● **Текст**:
____

– Есть кое – что недоделанное. Черновиками у меня забит стол. Даже, вернее, их черновиками назвать нельзя – это еще что получится! Думаю заняться очень веселым делом: составить набор цитат из Маркса и Энгельса с небольшими авторскими комментариями. Это никому не приснится. Грабарь, когда был у меня в гостях, сказал: «Если бы даже на "Маленькой лениниане" не было твоей фамилии, я бы безошибочно понял, кем это написано».
– Как получилось, что Вы, Ерофеев, так рано стали «зрячим»?
– Этого я и сам не понимаю. И потом, не так рано я стал, как ты говоришь, «зрячим». Только в десятом классе. Мне было уже шестнадцать лет. А почему – понятия не имею. И еще более «зрячим» стал после поступления в Московский университет. Тут опрокидывающее действие оказала первая любовь. Авторы всех статей обо мне упускают самое главное – то, о чем я сейчас говорю, я говорил уже на первом курсе. И это вовсе не пустяк.
Встретил как – то своего одноклассника… До чего же невозможно они себя ведут! Так нельзя, надо вести себя посветлее! А они стали, как говорят артиллеристы, «зачехленными». Я им сказал как – то: «Ну почему вы все паскуднее год от года? Побойтесь если не Бога, то хоть меня!». Все хотят выйти в крупные начальники. Так вот, встретил как – то своего одноклассника, он сказал: «Ерофеев, когда я буду крупным начальником, ты будешь лежать под забором (это был 1968 год), и я со своим дипломатом пройду вдоль тебя – и сплюну».
– И стал?
– В том – то и дело, что его до сих пор никто не знает.
– В 1988 году в Лондоне был переиздан «Энциклопедический словарь русской литературы с 1917 года» Вольфганга Козака. Это, пожалуй, пока единственный справочник, где говорится о Вас, но многие сведения не верны. Что бы Вы сказали о себе для будущего справочника?
– Мне скоро 51 год, 24 октября. Папеньку посадили, у них это было принято: по системе Кагановича сажать! Так что сажали дважды – в 1940 – м, потом в 1946 – м. И почему мои глупые сестры скрывают, по какой статье?..
Важно, что в 1954 году отца освободили. Мне он понарассказал такое, что тебе и не снилось. То есть, что это такое – быть начальником станции, которую занимают то русские, то финны, то немцы, а потом все снова, и при этом исполнять свои обязанности. А я – то, дурак, когда видел в небе самолеты – то финские, то немецкие, – махал платочком и приплясывал. Мне было ровно три с половиной года.

____

● **Задания**:
1. Перепишите из интервью с Ерофеевым фрагмент между словами «Встретил как – то своего одноклассника…» и «никто не знает.», включая их самих.
2. Напишите продолжение интервью с Ерофеевым, начав сразу после его последней фразы.

[Элементы из набора данных]

____

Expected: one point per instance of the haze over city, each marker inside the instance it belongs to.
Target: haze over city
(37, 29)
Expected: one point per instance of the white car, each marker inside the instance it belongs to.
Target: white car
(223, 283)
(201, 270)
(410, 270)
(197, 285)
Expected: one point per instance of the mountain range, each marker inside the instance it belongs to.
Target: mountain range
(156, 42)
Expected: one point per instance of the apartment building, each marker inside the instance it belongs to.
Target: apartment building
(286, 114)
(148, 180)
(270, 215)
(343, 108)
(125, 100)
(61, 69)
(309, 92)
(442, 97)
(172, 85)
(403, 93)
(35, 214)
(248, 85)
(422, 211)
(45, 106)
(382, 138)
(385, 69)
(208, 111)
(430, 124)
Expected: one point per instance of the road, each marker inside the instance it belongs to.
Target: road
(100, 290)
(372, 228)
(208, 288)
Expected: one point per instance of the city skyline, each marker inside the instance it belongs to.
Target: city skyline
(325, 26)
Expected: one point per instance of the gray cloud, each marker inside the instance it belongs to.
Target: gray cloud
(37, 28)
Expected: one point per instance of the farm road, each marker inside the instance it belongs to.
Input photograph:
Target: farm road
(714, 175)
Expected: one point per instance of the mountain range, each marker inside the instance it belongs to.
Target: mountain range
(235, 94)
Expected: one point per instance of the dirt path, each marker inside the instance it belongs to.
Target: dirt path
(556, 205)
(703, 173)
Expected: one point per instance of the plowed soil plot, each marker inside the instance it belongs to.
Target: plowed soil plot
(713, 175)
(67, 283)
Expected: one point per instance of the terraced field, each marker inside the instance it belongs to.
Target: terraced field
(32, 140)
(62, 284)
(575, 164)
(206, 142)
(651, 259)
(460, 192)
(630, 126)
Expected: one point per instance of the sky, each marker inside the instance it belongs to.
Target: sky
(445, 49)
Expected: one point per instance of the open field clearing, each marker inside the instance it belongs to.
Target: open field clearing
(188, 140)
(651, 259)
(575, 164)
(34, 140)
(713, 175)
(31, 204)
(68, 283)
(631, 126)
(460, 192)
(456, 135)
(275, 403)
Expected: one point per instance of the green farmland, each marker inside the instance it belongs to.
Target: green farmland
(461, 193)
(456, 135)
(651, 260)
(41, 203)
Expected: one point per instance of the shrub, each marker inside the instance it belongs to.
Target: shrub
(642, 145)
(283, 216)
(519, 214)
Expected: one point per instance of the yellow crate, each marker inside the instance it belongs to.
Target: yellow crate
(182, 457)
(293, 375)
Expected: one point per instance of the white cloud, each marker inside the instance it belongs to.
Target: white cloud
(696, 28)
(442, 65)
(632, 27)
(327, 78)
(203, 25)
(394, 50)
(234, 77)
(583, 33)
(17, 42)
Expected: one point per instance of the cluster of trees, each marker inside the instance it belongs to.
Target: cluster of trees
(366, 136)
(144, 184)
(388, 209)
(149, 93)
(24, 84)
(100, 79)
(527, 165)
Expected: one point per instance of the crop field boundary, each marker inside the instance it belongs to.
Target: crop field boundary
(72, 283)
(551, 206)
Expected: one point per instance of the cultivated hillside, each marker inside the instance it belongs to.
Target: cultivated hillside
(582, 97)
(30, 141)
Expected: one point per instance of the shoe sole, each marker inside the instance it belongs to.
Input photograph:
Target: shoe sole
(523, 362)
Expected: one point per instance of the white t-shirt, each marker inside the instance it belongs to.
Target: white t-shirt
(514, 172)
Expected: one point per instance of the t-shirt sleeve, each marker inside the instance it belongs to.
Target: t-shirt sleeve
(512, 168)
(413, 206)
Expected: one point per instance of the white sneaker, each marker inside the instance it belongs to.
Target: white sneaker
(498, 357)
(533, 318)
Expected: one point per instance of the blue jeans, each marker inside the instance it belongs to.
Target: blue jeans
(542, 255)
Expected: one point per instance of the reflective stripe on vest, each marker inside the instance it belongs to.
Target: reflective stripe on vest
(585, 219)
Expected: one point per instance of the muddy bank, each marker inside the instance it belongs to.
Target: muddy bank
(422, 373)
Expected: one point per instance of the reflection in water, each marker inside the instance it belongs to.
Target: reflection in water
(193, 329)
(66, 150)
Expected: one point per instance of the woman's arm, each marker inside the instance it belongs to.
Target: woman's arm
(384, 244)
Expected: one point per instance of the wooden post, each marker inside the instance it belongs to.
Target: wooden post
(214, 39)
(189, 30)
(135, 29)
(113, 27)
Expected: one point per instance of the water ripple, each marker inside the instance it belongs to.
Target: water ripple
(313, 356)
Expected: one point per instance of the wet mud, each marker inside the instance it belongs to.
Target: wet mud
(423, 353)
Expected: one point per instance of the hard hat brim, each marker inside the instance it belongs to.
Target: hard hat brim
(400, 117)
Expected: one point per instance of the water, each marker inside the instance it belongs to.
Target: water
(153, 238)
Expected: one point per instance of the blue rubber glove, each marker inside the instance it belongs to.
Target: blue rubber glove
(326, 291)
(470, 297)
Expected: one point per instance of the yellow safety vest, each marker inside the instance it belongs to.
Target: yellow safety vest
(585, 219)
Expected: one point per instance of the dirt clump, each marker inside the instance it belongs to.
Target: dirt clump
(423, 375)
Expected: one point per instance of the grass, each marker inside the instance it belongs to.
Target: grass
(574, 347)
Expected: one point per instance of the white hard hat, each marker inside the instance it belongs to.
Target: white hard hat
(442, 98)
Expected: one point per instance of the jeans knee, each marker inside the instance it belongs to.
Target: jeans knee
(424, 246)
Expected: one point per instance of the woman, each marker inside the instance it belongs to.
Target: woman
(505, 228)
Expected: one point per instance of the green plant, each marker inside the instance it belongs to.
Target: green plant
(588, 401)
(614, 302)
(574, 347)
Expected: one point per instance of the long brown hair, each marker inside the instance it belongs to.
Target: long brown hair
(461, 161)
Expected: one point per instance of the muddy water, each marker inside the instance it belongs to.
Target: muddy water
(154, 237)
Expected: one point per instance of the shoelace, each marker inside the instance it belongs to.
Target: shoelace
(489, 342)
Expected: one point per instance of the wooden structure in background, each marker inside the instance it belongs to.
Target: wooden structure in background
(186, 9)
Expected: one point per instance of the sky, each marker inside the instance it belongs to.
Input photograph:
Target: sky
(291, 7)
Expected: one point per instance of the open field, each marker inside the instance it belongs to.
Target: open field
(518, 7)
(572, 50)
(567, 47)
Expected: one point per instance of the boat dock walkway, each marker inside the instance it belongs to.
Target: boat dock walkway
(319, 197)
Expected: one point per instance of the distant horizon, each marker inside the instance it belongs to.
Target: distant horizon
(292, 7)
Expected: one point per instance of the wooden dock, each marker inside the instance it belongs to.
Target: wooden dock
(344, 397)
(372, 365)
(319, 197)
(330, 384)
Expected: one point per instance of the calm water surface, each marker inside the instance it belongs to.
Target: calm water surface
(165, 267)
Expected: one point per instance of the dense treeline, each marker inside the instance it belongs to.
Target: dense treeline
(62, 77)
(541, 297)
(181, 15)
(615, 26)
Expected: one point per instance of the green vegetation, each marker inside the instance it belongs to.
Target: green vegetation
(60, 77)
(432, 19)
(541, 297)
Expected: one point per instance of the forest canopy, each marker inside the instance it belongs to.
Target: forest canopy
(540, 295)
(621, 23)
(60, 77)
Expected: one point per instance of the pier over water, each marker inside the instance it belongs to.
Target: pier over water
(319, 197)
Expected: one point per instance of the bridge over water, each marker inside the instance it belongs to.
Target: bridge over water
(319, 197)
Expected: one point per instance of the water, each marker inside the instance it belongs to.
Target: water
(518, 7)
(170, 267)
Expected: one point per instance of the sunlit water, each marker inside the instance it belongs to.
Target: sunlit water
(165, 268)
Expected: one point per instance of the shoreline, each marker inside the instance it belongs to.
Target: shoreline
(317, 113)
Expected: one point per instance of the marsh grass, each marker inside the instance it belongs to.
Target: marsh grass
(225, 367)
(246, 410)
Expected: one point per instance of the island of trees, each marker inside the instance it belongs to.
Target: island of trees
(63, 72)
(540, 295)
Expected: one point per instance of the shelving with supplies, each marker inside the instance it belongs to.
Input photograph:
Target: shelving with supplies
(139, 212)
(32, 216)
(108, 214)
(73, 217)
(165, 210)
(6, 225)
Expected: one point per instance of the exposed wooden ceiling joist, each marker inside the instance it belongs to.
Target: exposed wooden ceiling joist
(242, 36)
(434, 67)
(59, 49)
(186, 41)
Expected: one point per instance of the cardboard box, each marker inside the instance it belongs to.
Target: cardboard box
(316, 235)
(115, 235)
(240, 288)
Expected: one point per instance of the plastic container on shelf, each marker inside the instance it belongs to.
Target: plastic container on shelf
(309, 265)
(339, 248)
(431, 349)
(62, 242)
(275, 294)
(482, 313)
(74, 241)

____

● **Ответы по заданиям**:
1.
Встретил как – то своего одноклассника… До чего же невозможно они себя ведут! Так нельзя, надо вести себя посветлее! А они стали, как говорят артиллеристы, «зачехленными». Я им сказал как – то: «Ну почему вы все паскуднее год от года? Побойтесь если не Бога, то хоть меня!». Все хотят выйти в крупные начальники. Так вот, встретил как – то своего одноклассника, он сказал: «Ерофеев, когда я буду крупным начальником, ты будешь лежать под забором (это был 1968 год), и я со своим дипломатом пройду вдоль тебя – и сплюну».
– И стал?
– В том – то и дело, что его до сих пор никто не знает.

2.
Отцу было дьявольски плохо занимать должность начальника станции, которая то в одних руках, то в других, и в конце концов стать «предателем родины». Это теперь понять трудно.
С первого по десятый класс у меня не было ни одной четверки, а когда схлопотал одну, мама меня побила по попочке.
Кончил школу и впервые в жизни пересек Полярный круг, поехал поступать в МГУ. Ехал в поезде и про себя пел песню Долматовского «Наш дворец – величавая крепость науки». Когда я пришел в эту «величавую крепость», услышал: «По отделениям! Делай – раз! По отделениям! Делай – три! Руки по швам!». И был немедленно разочарован. Но за три семестра у меня опять не было ни одной четверки. И все же меня отчислили.
А потом – работал. Сначала – на стройке, затем – грузчиком, потом – приемщиком винной стеклотары, потом – забыл, как называется должность – на Украине. Плюнул на Москву…
– В «Словаре» о Вас есть и такое утверждение: Ерофеев, «по слухам, знает латынь, любит музыку. По имеющимся сведениям, он рано стал алкоголиком…»
– Ну, какой болван! Он ничего не понимает ни в музыке, ни в алкоголизме! Музыковед Леонтович тоже говорил мне: «Я что – то не понимаю, как можно одновременно и пьянствовать, и понимать сложную музыку? Одновременно интересоваться делами, которые происходят в Намибии, и стряпать бормотуху?». Чтобы все это соединять – им и не снилось!
С латынью ладил всегда. Я ее не знаю, но я в нее влюблен. Если бы меня спросили, в какой язык я влюблен, то выбрал бы не французский, а латынь. Недавно, в 1984 году, кончил Курсы немецкого языка на Дорогомиловской. Сдал на «отлично» все экзамены.
– Вы ведь и в студенческие годы писали прозу?
– Конечно. «Записки психопата». Мне студенты об этой вещи говорили, что это невозможно, что так писать нельзя. «Ерофеев, ты хочешь прославиться на весь институт?» Я отвечал: «У меня намерение намного крупнее».
– А когда дали свое первое интервью?
– Убей, не помню.
– Что из написанного дороже всего?
– То, что мне надлежит написать, это гораздо важнее. Я это говорю без всего того, чем люди любят обволакивать свои фразы.
– Любите читать о себе рецензии?
– Они все настолько никудышные!.. Еще в «Новом мире» – ничего, тепло написано, а в «Знамени»… Лакшин… я – то думал, что он умный мужик, а это все – пустышка. Рецензии пустые. Они меня интересуют на час – полтора. Я еще не видел ни одной путной статьи. Только одна диссертация из Швейцарии.
– В «Словаре» сказано также: «Судьба его неизвестна…»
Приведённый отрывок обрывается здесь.